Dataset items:
*** Block opens ***

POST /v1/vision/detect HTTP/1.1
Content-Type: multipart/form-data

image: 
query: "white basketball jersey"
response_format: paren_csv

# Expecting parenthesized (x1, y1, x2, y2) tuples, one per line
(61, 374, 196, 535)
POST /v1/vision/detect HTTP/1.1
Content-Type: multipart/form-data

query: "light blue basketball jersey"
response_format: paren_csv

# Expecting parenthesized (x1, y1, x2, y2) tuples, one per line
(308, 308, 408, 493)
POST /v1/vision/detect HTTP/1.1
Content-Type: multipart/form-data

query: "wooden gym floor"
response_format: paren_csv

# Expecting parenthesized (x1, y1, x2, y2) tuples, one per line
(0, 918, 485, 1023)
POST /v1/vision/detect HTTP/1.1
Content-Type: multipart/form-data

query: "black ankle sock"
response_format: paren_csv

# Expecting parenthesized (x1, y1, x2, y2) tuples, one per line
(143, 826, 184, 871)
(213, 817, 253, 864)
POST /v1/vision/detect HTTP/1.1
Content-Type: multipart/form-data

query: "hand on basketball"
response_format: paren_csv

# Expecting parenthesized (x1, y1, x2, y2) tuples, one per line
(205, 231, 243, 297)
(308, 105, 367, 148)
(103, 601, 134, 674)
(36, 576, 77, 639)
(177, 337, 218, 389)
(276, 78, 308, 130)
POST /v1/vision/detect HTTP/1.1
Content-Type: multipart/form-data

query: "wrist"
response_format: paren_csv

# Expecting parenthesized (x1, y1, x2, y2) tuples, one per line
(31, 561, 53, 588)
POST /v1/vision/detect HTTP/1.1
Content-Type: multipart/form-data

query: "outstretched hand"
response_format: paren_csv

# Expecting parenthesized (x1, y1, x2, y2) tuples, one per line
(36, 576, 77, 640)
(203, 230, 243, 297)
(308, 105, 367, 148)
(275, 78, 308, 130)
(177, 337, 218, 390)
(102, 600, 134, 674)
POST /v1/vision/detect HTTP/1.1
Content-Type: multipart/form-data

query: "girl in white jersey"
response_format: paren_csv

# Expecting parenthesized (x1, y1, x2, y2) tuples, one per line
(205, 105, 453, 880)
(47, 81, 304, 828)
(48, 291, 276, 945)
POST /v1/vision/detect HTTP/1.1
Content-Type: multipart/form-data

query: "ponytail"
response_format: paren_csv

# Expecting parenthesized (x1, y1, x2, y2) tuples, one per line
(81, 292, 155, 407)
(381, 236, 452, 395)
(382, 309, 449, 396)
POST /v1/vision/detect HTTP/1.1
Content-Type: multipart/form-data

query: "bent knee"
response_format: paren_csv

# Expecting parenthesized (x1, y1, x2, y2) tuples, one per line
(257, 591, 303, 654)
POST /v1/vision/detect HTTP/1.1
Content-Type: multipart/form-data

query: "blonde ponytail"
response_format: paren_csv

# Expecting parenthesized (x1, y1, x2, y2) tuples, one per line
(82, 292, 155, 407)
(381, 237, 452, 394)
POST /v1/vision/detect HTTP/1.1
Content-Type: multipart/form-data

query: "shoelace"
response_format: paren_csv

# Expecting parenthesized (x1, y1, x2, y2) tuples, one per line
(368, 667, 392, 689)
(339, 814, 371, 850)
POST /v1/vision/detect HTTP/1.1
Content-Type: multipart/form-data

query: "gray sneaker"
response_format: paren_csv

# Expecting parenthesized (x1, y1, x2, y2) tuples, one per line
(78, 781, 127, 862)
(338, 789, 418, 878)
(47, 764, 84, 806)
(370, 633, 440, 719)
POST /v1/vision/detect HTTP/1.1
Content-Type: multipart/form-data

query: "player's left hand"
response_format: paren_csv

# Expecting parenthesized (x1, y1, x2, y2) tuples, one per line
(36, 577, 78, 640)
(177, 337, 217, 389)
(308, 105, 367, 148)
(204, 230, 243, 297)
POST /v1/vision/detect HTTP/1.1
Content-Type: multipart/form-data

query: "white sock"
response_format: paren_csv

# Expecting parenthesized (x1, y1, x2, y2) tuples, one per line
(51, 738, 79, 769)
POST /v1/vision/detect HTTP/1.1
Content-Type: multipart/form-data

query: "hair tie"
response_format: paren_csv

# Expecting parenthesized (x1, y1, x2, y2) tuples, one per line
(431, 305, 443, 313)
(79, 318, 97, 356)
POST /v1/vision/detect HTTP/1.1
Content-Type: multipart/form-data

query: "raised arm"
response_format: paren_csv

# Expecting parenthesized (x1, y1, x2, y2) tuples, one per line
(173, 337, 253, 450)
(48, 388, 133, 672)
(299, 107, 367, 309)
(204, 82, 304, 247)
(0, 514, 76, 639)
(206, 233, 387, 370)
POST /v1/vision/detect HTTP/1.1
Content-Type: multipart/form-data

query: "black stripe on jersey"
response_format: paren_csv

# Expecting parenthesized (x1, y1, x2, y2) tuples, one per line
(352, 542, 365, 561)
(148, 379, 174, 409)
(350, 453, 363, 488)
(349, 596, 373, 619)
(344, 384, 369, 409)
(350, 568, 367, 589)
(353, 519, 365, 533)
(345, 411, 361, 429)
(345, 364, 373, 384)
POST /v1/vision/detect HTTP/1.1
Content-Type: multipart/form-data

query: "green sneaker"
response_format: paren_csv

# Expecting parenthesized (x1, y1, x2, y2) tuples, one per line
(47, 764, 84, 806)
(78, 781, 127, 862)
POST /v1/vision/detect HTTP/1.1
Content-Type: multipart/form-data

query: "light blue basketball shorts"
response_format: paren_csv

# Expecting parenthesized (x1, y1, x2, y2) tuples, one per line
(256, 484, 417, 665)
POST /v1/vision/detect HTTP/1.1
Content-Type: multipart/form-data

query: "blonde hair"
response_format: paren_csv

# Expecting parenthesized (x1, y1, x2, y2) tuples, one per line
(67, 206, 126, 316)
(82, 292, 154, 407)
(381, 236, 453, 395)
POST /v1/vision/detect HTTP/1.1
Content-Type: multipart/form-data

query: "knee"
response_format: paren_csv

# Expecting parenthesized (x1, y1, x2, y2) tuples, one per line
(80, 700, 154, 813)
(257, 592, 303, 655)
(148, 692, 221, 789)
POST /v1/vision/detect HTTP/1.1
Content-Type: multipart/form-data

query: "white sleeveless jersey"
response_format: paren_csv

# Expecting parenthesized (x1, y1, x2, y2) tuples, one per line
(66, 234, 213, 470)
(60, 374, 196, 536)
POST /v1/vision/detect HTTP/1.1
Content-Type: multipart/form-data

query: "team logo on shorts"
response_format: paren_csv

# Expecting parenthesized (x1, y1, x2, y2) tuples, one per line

*** Block closes ***

**PROBLEM TO WORK ON:**
Copy out the records shown above, every one, exactly.

**OUTPUT BELOW:**
POST /v1/vision/detect HTTP/1.1
Content-Type: multipart/form-data

image: 
query: "white basketball jersey"
response_format: paren_csv

# Expecting parenthesized (x1, y1, x2, y2) tuples, one per line
(61, 374, 196, 535)
POST /v1/vision/detect HTTP/1.1
Content-Type: multipart/form-data

query: "light blue basketball jersey"
response_format: paren_csv

# Expecting parenthesized (x1, y1, x2, y2) tuples, one per line
(308, 308, 408, 493)
POST /v1/vision/detect HTTP/1.1
Content-Type: multipart/form-data

query: "wooden gym floor"
response_format: paren_csv

# Expecting parenthesized (x1, y1, x2, y2) tuples, one per line
(0, 918, 485, 1023)
POST /v1/vision/detect HTTP/1.1
Content-Type: multipart/form-data

query: "black ankle sock"
response_format: paren_csv

# Expecting parenthesized (x1, y1, x2, y2) tuples, one per line
(143, 826, 184, 871)
(213, 817, 253, 864)
POST /v1/vision/detect HTTP/1.1
Content-Type: multipart/form-data

query: "hand on basketball"
response_format: paren_csv

# Expecting parenthesized (x1, y1, x2, y2) tuples, one per line
(205, 231, 243, 297)
(308, 105, 367, 148)
(103, 601, 134, 674)
(36, 576, 77, 639)
(177, 337, 218, 389)
(276, 78, 308, 130)
POST /v1/vision/detect HTTP/1.1
Content-Type: multipart/form-data

query: "wrist"
response_format: paren_csv

# Expecting parenthesized (x1, y1, x2, y2) tuples, one per line
(31, 561, 53, 588)
POST /v1/vision/detect HTTP/1.1
Content-Type: multipart/form-data

query: "outstretched hand"
response_format: paren_csv

# Expecting parenthesized (x1, y1, x2, y2) tuples, one per line
(36, 576, 77, 640)
(203, 230, 243, 297)
(308, 105, 367, 148)
(275, 78, 308, 130)
(177, 337, 218, 390)
(102, 600, 134, 674)
POST /v1/vision/detect HTTP/1.1
Content-Type: multipart/form-data

query: "girl in white jersey"
response_format: paren_csv

# Expecting parenthesized (x1, y1, x2, y2) tuples, one per line
(205, 105, 453, 880)
(47, 81, 304, 828)
(48, 291, 276, 945)
POST /v1/vision/detect HTTP/1.1
Content-Type: multipart/form-data

query: "ponytail"
response_format: paren_csv

# Expecting parenthesized (x1, y1, x2, y2) tuples, one per line
(81, 292, 155, 407)
(381, 236, 452, 395)
(382, 309, 449, 396)
POST /v1/vision/detect HTTP/1.1
Content-Type: multipart/form-data

query: "bent knee"
response_format: paren_csv

# Expecting parenthesized (x1, y1, x2, y2) tuples, one per line
(257, 591, 303, 654)
POST /v1/vision/detect HTTP/1.1
Content-Type: multipart/form-data

query: "blonde ponytail"
response_format: paren_csv

# Expecting parenthesized (x1, y1, x2, y2) tuples, one per line
(82, 292, 155, 407)
(381, 237, 452, 394)
POST /v1/vision/detect HTTP/1.1
Content-Type: multipart/form-data

query: "shoelace"
response_format: paren_csv

# Expecting parenthesized (x1, y1, x2, y2) tuples, one per line
(368, 667, 392, 689)
(339, 814, 371, 850)
POST /v1/vision/detect HTTP/1.1
Content-Type: multipart/form-data

query: "gray sneaker"
response_format: paren_csv

# Expecting parenthesized (x1, y1, x2, y2) tuples, one per line
(78, 781, 127, 862)
(338, 789, 418, 878)
(47, 764, 84, 806)
(370, 633, 440, 719)
POST /v1/vision/detect HTTP/1.1
Content-Type: multipart/form-data

query: "player's left hand"
response_format: paren_csv

# Expecting parenthesized (x1, y1, x2, y2) tuples, one per line
(36, 577, 78, 640)
(177, 337, 217, 389)
(308, 105, 367, 148)
(204, 230, 243, 297)
POST /v1/vision/detect HTTP/1.1
Content-Type: multipart/form-data

query: "white sock"
response_format: paren_csv

# Expecting parenthesized (x1, y1, x2, y2) tuples, one per line
(51, 738, 79, 769)
POST /v1/vision/detect HTTP/1.1
Content-Type: multipart/form-data

query: "hair tie"
response_format: paren_csv

# Expecting parenthesized (x1, y1, x2, y2) tuples, one per line
(431, 305, 443, 313)
(79, 318, 97, 356)
POST /v1/vision/detect HTTP/1.1
Content-Type: multipart/form-data

query: "raised arm"
response_format: paren_csv

# Expecting parenthesized (x1, y1, x2, y2) tuples, one per line
(173, 337, 253, 450)
(48, 388, 133, 672)
(299, 107, 367, 309)
(204, 82, 304, 247)
(0, 514, 76, 639)
(206, 233, 387, 370)
POST /v1/vision/detect HTTP/1.1
Content-Type: multipart/form-data

query: "black stripe on jersey"
response_format: paren_csv

# Expecting parenthesized (x1, y1, x2, y2) tuples, one per line
(352, 542, 365, 561)
(148, 379, 174, 409)
(350, 453, 363, 488)
(349, 596, 373, 619)
(344, 384, 369, 409)
(350, 568, 367, 589)
(353, 519, 365, 533)
(345, 411, 361, 429)
(345, 364, 373, 384)
POST /v1/vision/detect HTTP/1.1
Content-Type: multipart/form-data

query: "green sneaker"
response_format: paren_csv

# Expecting parenthesized (x1, y1, x2, y2) tuples, one per line
(47, 764, 84, 806)
(78, 781, 127, 862)
POST /v1/vision/detect HTTP/1.1
Content-Type: multipart/form-data

query: "light blue basketball shorts"
response_format: paren_csv

# Expecting parenthesized (x1, y1, x2, y2) tuples, one per line
(256, 484, 417, 665)
POST /v1/vision/detect HTTP/1.1
Content-Type: multipart/form-data

query: "blonde hair"
response_format: paren_csv

# Expecting parenthesized (x1, y1, x2, y2) tuples, one per line
(67, 206, 126, 316)
(82, 292, 154, 407)
(381, 236, 453, 395)
POST /v1/vision/detect HTTP/1.1
Content-Type: multipart/form-data

query: "knee"
response_format: paren_csv

# Expecting parenthesized (x1, y1, x2, y2) tuples, one per line
(80, 700, 154, 813)
(257, 592, 303, 655)
(148, 692, 221, 789)
POST /v1/vision/detect HTTP/1.1
Content-Type: multipart/form-data

query: "white sleeveless jersey"
response_format: paren_csv

# Expecting parenthesized (x1, y1, x2, y2) tuples, one per line
(66, 234, 213, 470)
(60, 374, 196, 536)
POST /v1/vision/detect HTTP/1.1
Content-Type: multipart/form-data

query: "team logo on shorts"
response_format: paren_csv

# Expecting parenthesized (x1, y1, x2, y2) tuples, one per line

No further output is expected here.